DATA RECORDS:
◇ ◇ ◇ ◇

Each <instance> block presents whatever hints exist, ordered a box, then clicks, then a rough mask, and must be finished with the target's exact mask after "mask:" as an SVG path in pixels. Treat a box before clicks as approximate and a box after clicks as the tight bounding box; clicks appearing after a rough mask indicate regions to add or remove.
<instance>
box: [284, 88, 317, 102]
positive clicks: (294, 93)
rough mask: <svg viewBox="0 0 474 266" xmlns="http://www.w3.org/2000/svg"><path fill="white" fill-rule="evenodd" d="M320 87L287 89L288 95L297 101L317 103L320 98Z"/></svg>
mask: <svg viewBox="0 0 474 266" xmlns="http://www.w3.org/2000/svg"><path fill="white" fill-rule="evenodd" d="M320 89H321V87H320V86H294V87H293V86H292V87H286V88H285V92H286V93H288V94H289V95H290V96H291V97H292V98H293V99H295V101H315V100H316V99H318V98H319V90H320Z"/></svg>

◇ ◇ ◇ ◇

WHAT YOU NEED TO DO: From the listing above, return each line with the word "clicks".

WRITTEN SOLUTION:
Each <instance> block presents whatever hints exist, ordered a box, then clicks, then a rough mask, and must be finished with the target's exact mask after "mask:" as an SVG path in pixels. Treat a box before clicks as approximate and a box after clicks as the tight bounding box; clicks appearing after a rough mask indicate regions to add or remove.
positive clicks: (294, 93)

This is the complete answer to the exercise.